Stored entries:
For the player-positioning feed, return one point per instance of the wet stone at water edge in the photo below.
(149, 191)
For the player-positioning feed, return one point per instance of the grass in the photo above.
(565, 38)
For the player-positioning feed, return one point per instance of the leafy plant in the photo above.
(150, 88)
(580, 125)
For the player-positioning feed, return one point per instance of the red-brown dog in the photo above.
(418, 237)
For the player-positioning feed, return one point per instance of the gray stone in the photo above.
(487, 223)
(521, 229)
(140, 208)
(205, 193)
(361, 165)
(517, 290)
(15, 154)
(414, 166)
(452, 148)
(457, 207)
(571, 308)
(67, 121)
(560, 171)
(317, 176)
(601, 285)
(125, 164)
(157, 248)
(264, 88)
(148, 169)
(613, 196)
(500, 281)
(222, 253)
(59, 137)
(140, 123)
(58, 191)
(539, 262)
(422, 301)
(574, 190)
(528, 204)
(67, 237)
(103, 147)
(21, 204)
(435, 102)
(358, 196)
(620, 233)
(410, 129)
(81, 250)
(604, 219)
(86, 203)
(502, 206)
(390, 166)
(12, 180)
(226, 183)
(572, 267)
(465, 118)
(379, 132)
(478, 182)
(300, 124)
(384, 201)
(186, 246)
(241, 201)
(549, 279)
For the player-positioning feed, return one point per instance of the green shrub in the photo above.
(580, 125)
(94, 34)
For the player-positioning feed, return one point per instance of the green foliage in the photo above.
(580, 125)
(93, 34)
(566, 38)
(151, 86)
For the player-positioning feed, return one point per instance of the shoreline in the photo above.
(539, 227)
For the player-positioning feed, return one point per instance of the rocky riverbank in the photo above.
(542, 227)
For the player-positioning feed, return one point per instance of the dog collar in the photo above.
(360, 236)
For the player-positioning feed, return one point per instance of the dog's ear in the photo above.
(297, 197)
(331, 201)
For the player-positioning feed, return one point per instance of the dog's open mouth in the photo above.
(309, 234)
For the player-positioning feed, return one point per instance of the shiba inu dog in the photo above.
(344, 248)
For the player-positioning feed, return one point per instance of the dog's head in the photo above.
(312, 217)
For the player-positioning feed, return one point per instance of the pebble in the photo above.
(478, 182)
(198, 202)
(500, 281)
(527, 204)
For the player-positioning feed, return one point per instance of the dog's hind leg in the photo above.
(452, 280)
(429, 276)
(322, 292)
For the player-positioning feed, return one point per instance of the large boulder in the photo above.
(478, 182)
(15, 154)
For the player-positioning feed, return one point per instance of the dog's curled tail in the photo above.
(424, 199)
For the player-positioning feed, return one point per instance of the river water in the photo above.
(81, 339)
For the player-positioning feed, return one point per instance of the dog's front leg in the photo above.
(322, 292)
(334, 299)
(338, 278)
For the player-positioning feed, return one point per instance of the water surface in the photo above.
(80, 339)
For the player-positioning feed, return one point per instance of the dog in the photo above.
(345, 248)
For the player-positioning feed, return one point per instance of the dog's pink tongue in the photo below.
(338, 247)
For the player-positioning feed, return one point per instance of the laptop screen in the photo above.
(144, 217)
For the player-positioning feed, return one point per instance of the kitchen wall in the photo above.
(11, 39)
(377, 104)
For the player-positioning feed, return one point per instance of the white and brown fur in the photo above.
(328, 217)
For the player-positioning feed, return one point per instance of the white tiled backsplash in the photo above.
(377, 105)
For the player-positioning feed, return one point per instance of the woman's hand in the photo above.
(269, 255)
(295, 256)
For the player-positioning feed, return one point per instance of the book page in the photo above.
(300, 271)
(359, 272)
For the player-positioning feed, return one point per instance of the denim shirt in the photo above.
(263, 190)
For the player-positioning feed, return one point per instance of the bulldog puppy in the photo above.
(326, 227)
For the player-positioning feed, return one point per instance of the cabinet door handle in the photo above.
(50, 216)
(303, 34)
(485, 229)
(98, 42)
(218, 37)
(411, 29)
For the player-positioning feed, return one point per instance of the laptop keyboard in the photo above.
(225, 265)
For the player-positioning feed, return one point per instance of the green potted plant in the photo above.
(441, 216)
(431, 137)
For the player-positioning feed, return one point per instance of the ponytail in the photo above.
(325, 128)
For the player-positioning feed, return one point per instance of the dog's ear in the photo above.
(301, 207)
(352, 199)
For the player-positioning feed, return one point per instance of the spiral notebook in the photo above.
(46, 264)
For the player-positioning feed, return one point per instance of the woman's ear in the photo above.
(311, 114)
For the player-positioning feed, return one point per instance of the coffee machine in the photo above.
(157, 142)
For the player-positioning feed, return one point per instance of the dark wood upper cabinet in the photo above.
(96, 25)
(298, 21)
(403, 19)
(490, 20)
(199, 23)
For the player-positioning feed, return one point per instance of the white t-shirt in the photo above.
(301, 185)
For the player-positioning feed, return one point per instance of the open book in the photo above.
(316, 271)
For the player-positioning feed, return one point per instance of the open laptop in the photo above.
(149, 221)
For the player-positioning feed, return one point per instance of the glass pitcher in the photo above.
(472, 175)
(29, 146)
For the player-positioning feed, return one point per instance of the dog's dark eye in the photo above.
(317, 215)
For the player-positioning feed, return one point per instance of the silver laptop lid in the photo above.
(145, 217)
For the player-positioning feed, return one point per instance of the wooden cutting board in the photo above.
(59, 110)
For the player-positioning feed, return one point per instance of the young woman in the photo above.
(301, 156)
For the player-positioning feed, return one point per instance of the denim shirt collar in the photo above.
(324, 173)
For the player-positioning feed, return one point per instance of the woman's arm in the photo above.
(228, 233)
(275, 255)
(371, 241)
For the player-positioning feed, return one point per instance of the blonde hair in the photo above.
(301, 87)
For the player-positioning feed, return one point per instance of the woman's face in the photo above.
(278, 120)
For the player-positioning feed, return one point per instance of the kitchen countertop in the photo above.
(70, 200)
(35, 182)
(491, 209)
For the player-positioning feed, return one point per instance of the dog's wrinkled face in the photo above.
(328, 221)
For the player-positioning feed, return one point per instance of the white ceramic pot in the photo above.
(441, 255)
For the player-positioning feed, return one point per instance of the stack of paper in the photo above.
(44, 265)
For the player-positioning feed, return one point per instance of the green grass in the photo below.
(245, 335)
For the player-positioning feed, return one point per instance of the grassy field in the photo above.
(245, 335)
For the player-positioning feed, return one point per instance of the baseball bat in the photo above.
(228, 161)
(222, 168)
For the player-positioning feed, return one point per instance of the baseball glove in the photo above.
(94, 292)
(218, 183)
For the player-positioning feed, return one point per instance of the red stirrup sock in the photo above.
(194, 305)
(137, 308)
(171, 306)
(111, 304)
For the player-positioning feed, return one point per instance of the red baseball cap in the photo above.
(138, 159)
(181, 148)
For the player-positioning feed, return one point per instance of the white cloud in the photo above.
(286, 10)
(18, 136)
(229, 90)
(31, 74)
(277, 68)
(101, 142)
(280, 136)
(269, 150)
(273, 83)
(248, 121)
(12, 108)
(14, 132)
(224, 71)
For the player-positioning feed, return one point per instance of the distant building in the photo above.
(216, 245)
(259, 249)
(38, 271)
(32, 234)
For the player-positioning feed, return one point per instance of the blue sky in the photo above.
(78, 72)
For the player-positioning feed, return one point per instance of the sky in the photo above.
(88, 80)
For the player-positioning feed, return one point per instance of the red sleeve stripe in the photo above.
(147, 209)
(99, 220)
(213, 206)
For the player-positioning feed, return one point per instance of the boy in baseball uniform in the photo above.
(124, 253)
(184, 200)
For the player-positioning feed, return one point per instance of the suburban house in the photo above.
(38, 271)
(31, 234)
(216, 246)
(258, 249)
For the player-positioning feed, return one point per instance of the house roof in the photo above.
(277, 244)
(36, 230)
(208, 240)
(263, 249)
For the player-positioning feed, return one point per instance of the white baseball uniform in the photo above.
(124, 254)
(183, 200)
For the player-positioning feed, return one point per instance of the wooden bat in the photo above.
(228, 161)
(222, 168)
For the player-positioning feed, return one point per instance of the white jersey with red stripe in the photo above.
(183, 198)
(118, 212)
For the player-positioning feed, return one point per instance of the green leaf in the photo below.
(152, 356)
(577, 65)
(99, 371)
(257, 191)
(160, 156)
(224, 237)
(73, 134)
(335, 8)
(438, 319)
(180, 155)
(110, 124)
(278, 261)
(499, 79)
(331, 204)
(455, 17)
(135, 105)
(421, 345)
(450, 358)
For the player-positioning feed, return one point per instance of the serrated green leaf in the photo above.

» Directions for this task
Nothing but the lines from the one with "in baseball uniform in the photo above." through the end of the data above should be repeated, each exactly as it stands.

» Response to the exercise
For the player-positioning feed, return one point per instance of the boy in baseball uniform in the photo above.
(124, 253)
(184, 200)
For the player-positioning feed, return one point per instance of the suburban house in the photo above.
(38, 271)
(31, 234)
(216, 246)
(258, 249)
For the player-positioning feed, return one point per instance of the house roof in the photo above.
(277, 244)
(36, 230)
(208, 240)
(263, 249)
For the player-positioning feed, return one point per instance of the white baseball uniform in the photo above.
(124, 254)
(183, 200)
For the player-positioning feed, return one point per instance of the wooden bat in the photo above.
(228, 161)
(222, 168)
For the player-positioning feed, return one point per instance of the white jersey with red stripe in the photo above.
(183, 198)
(118, 212)
For the player-positioning feed, return one point per instance of the green leaf in the photo below.
(152, 356)
(577, 65)
(99, 371)
(257, 191)
(160, 156)
(224, 237)
(73, 134)
(335, 8)
(438, 319)
(180, 155)
(110, 124)
(278, 261)
(499, 79)
(331, 204)
(455, 17)
(135, 105)
(421, 345)
(450, 358)
For the player-positioning feed, return one point per instance of the serrated green leaf in the photo above.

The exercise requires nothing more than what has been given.